◆ Dados do exercício ◆

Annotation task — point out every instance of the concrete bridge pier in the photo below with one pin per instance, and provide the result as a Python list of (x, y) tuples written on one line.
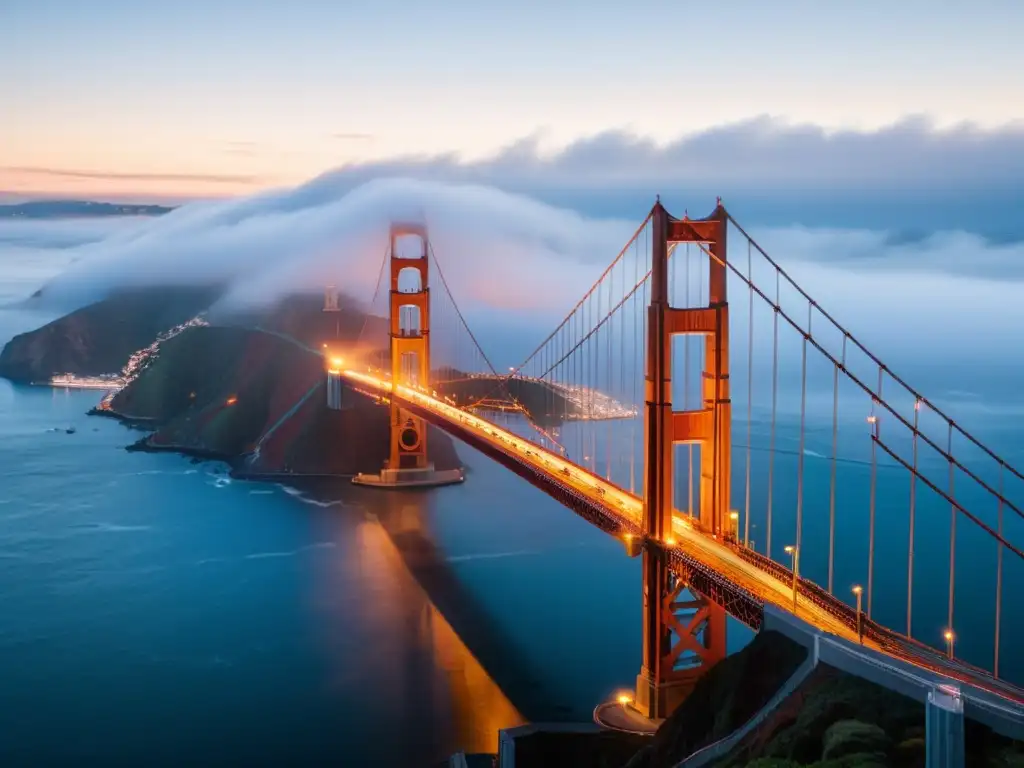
[(944, 727)]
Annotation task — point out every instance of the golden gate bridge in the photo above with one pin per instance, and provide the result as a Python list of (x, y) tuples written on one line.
[(852, 501)]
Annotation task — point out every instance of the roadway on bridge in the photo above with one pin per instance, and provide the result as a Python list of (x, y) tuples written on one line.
[(694, 543)]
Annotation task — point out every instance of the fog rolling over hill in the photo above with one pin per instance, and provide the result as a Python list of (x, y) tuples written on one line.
[(61, 209)]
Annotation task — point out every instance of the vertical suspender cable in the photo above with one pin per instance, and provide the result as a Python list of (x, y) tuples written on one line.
[(774, 407), (998, 578), (750, 392), (803, 422), (622, 345), (913, 512), (637, 351), (687, 300), (870, 509), (689, 445), (611, 300), (952, 527), (832, 477)]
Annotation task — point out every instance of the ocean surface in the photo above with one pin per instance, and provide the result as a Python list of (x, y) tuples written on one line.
[(154, 611)]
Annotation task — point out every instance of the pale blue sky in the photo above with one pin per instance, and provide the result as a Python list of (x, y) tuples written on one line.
[(225, 95)]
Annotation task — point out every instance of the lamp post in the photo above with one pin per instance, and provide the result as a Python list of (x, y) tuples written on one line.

◆ Requisitos da tarefa ◆
Reescreva o trecho que vai da linha que contém "Annotation task — point out every instance of the pale" até o fim das linhas, trocando "lamp post" por "street light" e mantendo todo o resto igual.

◆ Exercício concluído ◆
Annotation task — point out every instance of the pale blue sky in the photo above with one pin per instance, and provide the result as a Python list of (x, y) tuples written on one line.
[(225, 95)]
Annotation task — point out every instance of the street light in the photo above with one pin per instance, and provide the result as a Python list of (x, y) tuples written on one line.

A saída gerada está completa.